(Extracted data entries)
#####
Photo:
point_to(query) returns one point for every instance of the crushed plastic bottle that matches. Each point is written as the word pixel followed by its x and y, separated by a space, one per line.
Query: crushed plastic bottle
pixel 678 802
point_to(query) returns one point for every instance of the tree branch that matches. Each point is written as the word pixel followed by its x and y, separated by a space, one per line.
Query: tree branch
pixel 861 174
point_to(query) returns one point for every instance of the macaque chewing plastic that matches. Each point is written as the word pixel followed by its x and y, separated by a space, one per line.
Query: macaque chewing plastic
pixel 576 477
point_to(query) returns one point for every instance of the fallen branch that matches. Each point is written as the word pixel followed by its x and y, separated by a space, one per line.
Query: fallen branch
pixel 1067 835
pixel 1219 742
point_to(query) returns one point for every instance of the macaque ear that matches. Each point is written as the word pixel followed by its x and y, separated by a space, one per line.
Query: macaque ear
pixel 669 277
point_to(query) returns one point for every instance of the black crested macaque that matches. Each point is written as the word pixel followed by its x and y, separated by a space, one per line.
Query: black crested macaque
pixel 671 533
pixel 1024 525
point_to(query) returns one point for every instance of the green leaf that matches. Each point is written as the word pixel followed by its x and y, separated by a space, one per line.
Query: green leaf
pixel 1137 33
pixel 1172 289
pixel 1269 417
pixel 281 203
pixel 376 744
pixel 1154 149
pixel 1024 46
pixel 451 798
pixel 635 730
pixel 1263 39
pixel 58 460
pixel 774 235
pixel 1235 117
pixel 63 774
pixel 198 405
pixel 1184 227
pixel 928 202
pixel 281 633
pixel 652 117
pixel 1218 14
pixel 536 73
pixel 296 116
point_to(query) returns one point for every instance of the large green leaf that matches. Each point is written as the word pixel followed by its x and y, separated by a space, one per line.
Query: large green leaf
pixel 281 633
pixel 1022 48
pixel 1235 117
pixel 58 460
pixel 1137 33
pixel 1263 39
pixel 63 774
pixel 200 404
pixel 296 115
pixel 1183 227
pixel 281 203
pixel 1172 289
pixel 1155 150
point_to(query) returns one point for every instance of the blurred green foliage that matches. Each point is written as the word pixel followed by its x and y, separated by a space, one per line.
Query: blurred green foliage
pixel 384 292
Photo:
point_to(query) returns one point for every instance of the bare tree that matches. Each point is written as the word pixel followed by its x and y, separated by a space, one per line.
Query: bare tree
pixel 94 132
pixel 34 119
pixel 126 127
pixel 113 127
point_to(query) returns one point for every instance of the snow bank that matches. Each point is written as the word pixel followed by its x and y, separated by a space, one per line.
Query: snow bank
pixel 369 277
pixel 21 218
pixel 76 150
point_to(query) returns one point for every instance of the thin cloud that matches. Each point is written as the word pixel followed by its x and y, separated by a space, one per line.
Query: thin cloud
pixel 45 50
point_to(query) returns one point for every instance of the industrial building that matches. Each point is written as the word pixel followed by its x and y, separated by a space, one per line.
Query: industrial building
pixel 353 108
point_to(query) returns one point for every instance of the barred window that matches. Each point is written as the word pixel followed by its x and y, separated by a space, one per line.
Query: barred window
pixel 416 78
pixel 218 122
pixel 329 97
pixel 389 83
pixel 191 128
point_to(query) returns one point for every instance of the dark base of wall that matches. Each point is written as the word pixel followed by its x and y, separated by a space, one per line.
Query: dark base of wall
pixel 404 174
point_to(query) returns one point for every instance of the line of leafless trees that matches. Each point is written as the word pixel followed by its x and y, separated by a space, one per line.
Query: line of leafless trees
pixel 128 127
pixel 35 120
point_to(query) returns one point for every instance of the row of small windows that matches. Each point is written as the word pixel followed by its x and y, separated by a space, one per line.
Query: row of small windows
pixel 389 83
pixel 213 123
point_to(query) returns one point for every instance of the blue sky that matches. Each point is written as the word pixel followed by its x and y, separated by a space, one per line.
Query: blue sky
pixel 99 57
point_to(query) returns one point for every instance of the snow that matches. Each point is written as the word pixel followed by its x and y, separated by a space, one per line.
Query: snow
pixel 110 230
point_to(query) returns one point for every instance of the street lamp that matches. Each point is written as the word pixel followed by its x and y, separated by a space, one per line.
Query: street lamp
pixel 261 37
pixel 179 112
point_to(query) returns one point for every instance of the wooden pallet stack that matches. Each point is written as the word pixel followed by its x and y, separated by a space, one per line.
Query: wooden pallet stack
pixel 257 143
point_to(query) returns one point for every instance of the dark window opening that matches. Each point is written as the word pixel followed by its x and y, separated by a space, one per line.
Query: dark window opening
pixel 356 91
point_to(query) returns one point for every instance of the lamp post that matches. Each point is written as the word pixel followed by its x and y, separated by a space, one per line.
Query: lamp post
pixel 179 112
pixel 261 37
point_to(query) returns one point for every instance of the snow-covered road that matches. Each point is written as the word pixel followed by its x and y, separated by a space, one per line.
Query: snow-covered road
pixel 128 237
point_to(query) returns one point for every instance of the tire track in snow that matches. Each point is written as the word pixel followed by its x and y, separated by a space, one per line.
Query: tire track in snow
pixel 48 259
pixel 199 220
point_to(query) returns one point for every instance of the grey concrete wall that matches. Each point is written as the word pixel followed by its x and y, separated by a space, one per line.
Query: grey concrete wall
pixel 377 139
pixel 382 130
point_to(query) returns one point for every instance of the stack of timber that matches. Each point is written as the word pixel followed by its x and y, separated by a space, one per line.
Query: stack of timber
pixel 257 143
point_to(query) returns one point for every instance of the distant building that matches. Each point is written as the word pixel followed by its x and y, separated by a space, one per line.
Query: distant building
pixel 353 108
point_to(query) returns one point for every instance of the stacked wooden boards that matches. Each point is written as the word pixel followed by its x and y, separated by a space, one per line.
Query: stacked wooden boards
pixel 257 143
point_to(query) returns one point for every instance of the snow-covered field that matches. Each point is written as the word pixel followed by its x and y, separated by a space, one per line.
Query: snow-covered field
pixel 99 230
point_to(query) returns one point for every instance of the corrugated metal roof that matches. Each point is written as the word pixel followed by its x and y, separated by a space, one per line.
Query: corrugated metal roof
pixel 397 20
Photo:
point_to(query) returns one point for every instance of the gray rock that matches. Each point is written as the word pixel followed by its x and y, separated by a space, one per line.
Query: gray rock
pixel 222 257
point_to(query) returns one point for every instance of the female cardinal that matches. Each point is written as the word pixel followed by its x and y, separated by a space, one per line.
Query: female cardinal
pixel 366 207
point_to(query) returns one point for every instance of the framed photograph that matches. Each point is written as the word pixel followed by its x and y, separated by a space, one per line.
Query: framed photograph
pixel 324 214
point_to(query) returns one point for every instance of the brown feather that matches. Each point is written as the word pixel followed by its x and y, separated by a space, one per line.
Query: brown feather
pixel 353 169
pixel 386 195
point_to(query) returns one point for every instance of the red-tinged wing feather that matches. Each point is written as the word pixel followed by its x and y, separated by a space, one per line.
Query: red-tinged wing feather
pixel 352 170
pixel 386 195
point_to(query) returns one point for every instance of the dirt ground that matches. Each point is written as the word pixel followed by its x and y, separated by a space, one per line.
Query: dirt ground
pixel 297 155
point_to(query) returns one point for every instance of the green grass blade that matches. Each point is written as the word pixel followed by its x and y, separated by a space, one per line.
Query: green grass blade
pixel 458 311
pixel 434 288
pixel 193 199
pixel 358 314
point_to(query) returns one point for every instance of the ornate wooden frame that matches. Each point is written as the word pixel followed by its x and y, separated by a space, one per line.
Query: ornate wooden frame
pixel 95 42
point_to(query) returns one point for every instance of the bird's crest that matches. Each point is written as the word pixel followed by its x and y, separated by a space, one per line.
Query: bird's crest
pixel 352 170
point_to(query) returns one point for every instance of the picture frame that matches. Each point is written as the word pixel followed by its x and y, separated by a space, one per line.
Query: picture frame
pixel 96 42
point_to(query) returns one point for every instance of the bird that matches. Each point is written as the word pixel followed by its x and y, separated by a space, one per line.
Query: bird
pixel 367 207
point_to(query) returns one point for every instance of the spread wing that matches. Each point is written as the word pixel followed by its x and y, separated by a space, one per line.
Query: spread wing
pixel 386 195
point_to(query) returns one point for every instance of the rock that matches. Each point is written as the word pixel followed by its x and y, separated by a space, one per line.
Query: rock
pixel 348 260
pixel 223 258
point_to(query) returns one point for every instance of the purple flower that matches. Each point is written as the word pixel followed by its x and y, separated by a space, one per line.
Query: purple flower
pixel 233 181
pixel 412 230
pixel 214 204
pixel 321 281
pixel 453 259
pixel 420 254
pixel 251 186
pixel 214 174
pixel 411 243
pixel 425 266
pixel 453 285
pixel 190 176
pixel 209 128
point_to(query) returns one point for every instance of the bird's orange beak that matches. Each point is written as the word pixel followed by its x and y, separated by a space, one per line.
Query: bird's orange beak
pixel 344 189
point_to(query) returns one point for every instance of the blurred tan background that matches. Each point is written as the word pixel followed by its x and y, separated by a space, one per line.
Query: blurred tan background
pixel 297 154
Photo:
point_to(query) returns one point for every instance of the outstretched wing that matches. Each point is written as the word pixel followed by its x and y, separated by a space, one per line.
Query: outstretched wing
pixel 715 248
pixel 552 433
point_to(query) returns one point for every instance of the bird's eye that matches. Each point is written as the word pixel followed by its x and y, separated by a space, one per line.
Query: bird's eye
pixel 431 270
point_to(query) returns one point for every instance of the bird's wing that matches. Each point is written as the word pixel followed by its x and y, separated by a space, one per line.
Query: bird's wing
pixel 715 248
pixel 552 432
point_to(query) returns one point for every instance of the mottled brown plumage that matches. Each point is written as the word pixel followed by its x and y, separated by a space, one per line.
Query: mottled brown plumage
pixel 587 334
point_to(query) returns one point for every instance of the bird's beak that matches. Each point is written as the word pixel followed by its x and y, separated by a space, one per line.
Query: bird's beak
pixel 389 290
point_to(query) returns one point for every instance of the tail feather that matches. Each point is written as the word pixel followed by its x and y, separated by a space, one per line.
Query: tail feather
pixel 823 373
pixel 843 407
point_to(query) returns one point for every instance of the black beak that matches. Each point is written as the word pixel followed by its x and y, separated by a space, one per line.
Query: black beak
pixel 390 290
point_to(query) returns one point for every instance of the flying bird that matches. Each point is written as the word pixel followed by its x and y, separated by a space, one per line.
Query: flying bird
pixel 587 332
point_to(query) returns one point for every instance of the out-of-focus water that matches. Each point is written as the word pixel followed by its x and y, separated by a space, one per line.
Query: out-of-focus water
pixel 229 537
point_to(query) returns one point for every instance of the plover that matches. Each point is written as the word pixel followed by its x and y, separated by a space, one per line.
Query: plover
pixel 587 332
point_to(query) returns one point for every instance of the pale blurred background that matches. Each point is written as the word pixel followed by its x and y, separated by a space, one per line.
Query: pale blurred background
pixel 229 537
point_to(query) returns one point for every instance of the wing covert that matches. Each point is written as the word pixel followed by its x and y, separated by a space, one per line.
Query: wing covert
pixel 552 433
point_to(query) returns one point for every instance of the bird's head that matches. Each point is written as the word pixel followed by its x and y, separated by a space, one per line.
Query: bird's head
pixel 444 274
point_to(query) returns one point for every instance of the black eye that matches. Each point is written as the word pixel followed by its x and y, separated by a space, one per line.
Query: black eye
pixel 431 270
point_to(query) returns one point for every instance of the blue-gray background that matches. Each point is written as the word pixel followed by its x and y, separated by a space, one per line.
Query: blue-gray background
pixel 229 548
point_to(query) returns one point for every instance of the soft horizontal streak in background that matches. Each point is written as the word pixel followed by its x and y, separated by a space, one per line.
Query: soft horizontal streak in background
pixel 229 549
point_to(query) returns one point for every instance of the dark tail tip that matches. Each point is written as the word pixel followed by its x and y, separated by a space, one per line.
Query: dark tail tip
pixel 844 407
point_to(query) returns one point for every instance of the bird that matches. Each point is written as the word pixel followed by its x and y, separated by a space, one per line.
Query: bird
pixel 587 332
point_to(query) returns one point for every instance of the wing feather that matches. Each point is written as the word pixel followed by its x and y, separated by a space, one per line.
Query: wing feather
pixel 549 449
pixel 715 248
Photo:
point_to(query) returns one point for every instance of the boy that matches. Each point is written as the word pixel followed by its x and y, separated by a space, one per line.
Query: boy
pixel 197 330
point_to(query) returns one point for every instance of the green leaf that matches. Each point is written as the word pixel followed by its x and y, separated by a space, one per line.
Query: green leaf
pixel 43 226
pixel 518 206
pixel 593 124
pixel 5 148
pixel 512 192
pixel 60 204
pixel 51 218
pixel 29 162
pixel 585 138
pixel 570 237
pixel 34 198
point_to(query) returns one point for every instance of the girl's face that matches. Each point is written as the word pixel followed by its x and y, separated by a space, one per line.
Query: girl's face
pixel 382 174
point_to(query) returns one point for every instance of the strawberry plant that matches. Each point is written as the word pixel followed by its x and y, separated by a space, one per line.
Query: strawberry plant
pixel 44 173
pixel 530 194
#####
## SET EXERCISE
Reproduce verbatim the lines of the material starting at the line that contains "the dark tail" and ending at the line that contains "pixel 382 174", both included.

## EXERCISE RESULT
point_to(query) returns one point for every instance of the dark tail tip that matches. Each point is written as the word pixel followed by its x and y, separated by a space, one per line.
Query: dark tail tip
pixel 844 407
point_to(query) returns one point for every instance of the bird that matches. Each point is written as the word pixel followed by its x and y, separated by a space, one per line.
Query: bird
pixel 587 332
point_to(query) returns one point for every instance of the wing feather that matches. Each point is written as the word pixel followed by its x and y, separated by a space, one per line.
Query: wing feather
pixel 549 449
pixel 715 248
Photo:
point_to(query) returns one point for every instance of the boy that matches. Each point is written as the word pixel followed by its x and y, separated by a space, one per line.
Query: boy
pixel 197 330
point_to(query) returns one point for every instance of the green leaf that matches. Each point is written as the word pixel followed by its x and y, separated by a space, one per line.
Query: green leaf
pixel 43 226
pixel 518 206
pixel 593 124
pixel 5 148
pixel 512 192
pixel 60 204
pixel 51 218
pixel 29 162
pixel 585 138
pixel 570 237
pixel 34 198
point_to(query) returns one point for every instance of the girl's face that matches. Each point is written as the word pixel followed by its x and y, separated by a space, one per line.
Query: girl's face
pixel 382 174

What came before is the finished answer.